**Your objective:**
Please transcribe the entries that follow exactly as they stand, skipping each picture.

● ● ●

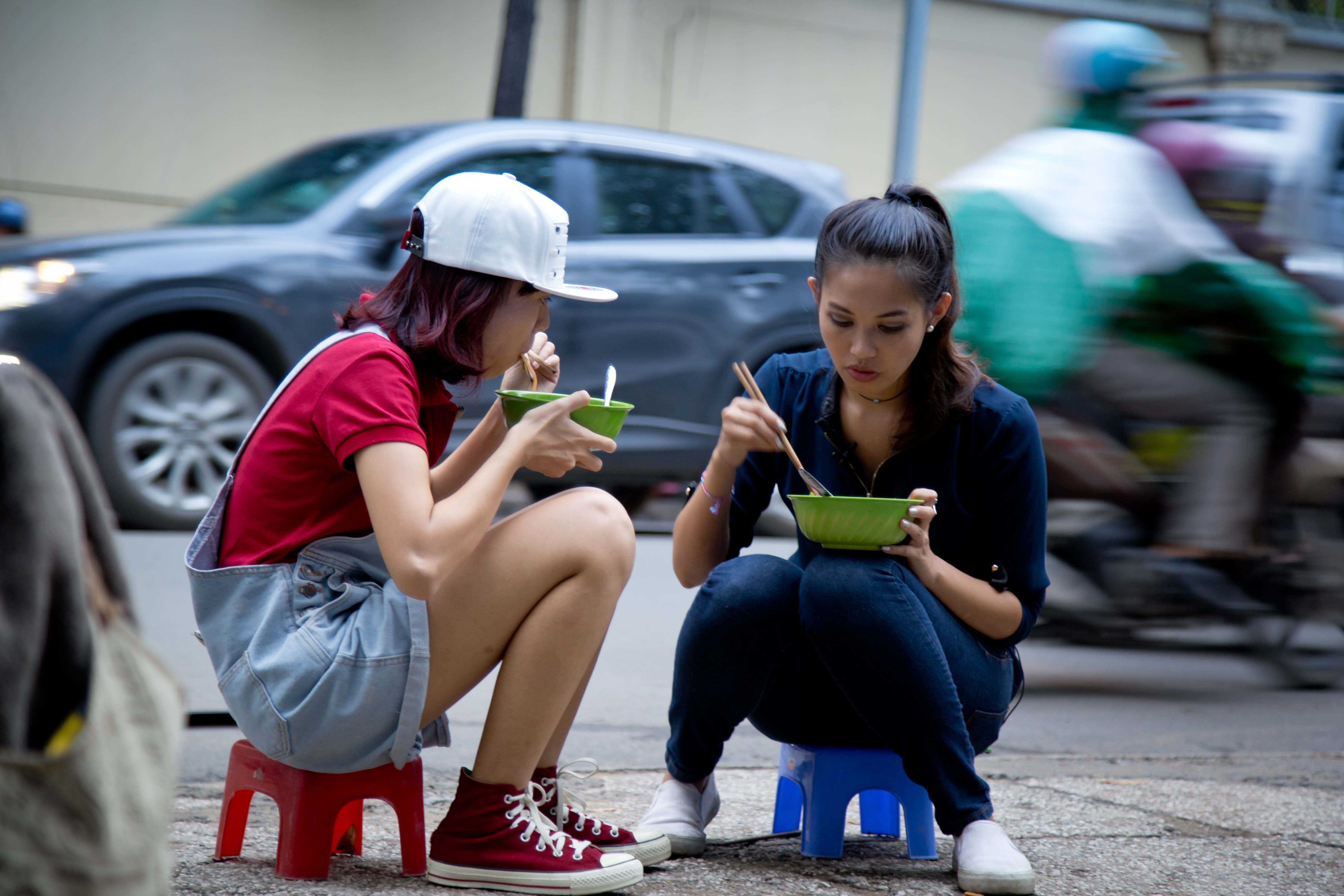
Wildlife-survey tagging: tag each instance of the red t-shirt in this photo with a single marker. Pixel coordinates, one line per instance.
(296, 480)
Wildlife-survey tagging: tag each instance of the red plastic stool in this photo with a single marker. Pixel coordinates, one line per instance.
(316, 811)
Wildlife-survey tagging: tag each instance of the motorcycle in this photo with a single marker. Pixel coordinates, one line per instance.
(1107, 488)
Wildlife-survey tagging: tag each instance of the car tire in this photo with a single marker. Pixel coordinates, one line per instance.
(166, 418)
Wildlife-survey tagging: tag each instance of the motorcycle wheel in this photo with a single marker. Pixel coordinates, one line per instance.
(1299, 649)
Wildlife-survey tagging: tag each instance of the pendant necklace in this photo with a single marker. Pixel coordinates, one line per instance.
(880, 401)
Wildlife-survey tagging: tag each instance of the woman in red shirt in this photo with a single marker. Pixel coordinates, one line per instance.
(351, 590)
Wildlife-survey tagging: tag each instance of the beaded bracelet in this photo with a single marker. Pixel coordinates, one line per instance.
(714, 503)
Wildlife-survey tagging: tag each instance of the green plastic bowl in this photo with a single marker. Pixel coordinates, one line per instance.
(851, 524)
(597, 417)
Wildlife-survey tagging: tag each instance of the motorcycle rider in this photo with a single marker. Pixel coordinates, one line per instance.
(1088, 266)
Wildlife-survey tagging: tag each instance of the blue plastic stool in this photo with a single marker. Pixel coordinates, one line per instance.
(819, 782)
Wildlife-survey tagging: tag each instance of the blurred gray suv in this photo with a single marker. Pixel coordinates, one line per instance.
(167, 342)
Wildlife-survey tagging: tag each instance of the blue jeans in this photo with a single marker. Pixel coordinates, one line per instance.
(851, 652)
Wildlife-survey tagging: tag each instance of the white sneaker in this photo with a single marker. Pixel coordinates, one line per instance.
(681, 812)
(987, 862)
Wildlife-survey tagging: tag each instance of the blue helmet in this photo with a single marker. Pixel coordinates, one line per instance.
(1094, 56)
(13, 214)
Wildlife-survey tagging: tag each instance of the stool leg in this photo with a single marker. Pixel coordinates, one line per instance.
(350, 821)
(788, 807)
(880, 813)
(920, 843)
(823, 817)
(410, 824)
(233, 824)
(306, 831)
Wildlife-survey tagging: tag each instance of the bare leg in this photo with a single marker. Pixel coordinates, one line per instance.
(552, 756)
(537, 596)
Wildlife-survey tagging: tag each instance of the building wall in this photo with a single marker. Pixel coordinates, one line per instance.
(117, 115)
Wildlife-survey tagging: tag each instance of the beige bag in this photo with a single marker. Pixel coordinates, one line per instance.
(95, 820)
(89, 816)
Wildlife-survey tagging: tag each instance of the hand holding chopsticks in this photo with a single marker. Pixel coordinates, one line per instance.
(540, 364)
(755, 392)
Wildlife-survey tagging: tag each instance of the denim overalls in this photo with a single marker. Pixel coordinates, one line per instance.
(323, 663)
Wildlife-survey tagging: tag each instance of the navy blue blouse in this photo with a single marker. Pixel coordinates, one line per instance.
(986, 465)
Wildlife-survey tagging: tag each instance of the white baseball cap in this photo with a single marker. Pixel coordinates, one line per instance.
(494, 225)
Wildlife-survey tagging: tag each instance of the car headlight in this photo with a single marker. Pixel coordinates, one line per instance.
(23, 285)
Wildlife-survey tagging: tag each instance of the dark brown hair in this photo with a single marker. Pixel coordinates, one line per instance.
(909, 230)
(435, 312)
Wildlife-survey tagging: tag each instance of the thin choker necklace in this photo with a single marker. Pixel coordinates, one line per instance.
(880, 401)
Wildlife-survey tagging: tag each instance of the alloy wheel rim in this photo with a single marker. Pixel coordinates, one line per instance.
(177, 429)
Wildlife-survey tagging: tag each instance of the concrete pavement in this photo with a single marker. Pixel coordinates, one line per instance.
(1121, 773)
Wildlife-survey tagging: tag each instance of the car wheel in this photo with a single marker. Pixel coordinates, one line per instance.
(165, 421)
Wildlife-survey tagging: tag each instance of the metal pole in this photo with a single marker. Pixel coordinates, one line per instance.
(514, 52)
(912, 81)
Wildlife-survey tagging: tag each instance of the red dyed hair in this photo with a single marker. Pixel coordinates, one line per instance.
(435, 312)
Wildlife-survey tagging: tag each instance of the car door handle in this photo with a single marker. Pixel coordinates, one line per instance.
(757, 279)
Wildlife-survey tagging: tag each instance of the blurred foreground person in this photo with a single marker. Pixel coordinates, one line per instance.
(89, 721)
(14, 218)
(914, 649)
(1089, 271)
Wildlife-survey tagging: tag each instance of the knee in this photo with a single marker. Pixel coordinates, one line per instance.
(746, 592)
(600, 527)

● ● ●

**Written answer:**
Wildlife-survey tagging: tag each instance of the red t-shirt in this photo with a single marker. Pixel coordinates, one line per instance.
(296, 480)
Wildlife-survey tagging: tag each instance of the red plastic stool in this photo with a single marker. Pixel coordinates, one line per instance.
(316, 811)
Wildlife-survey tagging: tag each instance of the motorcycle in this photo with a single marker. Pixel coordinates, one line per instance.
(1107, 488)
Wildlife-survey tagging: tag each instance of the car tire in this photo with a single marker. Pixel coordinates, one line per instance.
(166, 418)
Wildlife-survey tagging: tag each instance of the motorcycle wheel in this photo with a single marker. Pixel coordinates, one line per instance.
(1299, 649)
Wildlife-survey tagging: tag each instance of the pendant necklace in this photo with a single marker. Pixel coordinates, one line per instance.
(880, 401)
Wildlife-survey tagging: tag each instance of the woman in red shirt in this photo with a single marker. Pixel coordinates, one line per instance.
(351, 590)
Wildlife-survey tagging: tag each instance of the beaded bracelet in this photo with a single marker. Pixel coordinates, one line per instance.
(714, 503)
Wildlife-survey tagging: tag each instance of the green plastic bowl in this photo with a single marker. Pixel coordinates, one line per instance.
(851, 524)
(597, 417)
Wildlife-survey tagging: tag each instance of the motorcycle rider in this photo with a single marker. Pixel coordinates, one line per instance.
(1088, 266)
Wildlife-survey tagging: tag each instance of the blue plastic stool in this photo with a single marker. Pixel coordinates, one line per instance.
(819, 782)
Wildlife-survey tagging: tag each instance of the blurred gray suv in this photo with a single marker. Pixel coordinates, one line per instance.
(167, 342)
Wildlife-survey tagging: tag each instance of the blue jeans in this photo with a single marker. Pixel coordinates, one line per instance.
(851, 652)
Wildlife-survey tagging: tag each instance of the white sneaker in this photo with a single marker. Pixel coordinates, one line per instance.
(681, 812)
(987, 862)
Wildlife-survey tagging: tag each instance of the blue helmet in this photo with a single marker. Pixel coordinates, one line per instance.
(1094, 56)
(13, 214)
Wildlife-survey tagging: tag each instance of the stool leg in this photo with a single marker. Pixel coordinates, one line per instance.
(350, 821)
(788, 807)
(880, 813)
(920, 843)
(823, 817)
(410, 824)
(233, 824)
(306, 831)
Wildlife-survey tagging: tag each instance of the bare leg in this photo with a single marker. Pixel coordinates, one line per instance.
(552, 756)
(537, 596)
Wildlife-survey tagging: tag each instance of the building wall in this photo with a single marker. Pixel coordinates, one line per instance.
(117, 115)
Wildlife-survey tagging: tag each instance of the beige bag in this photo with a single marker. Pixel coordinates, one line per instance.
(95, 820)
(89, 816)
Wildlife-survey tagging: tag each instance of the hand holding chopsticks in this photo with a single marker. Pixel coordinates, one line per instance.
(540, 364)
(755, 392)
Wildlife-survey tagging: tag each instance of the denim overalls in this photo with a single marker. Pixel coordinates, one line per instance.
(323, 663)
Wildlife-survey tagging: tag each instance of the navy blue blouse in this photo with a single marker. Pixel coordinates, one line per instance.
(986, 465)
Wildlife-survey tagging: tag each instance of the white baseball cap in this photo with a single marker. Pixel coordinates, one line per instance.
(494, 225)
Wildlife-survey tagging: tag each instance of the car headlight in this photo with a single marker. Pixel coordinates, one line per instance.
(23, 285)
Wildlife-survey tagging: tag each instance of the dark brown hair in this photo with a single marker. Pixel coordinates, one line per instance.
(909, 230)
(435, 312)
Wildlife-survey tagging: tag each instance of the thin choker necklace in this photo with a single marker. Pixel coordinates, one line per instance.
(880, 401)
Wildlife-survey tagging: tag each instance of the alloy wheel rim in this photo with a single marker. Pixel coordinates, one line per instance.
(177, 429)
Wildlife-survey tagging: tag each instance of the concrete pavement in this photo with a single marker. Pixel coordinates, one line per instance.
(1121, 773)
Wildlife-survey tagging: tag each instance of the car wheel in this photo with a single marker. Pixel coordinates, one line per instance.
(165, 421)
Wildlife-survey tagging: tag each instance of the metal pole in this photo with a single marker. Pixel coordinates, one line per instance.
(514, 52)
(912, 81)
Wildlife-survey tagging: tag each instance of the red dyed hair in this photo with a single marker. Pixel coordinates, one line per instance.
(435, 312)
Wildlife-survey tagging: tag each instance of the car door handle in this photo with a single marker. Pixel coordinates, one line per instance.
(757, 279)
Wildlife-survey tagging: tag each instance of the blurred foreground person in this photo with a single marker. Pixel coordinates, one line per instance.
(89, 721)
(14, 218)
(914, 649)
(1089, 271)
Wildlife-survey tagging: tag each instance of the knee in this photo with a single marker. Pixel coordinates, one line per instance.
(746, 592)
(600, 527)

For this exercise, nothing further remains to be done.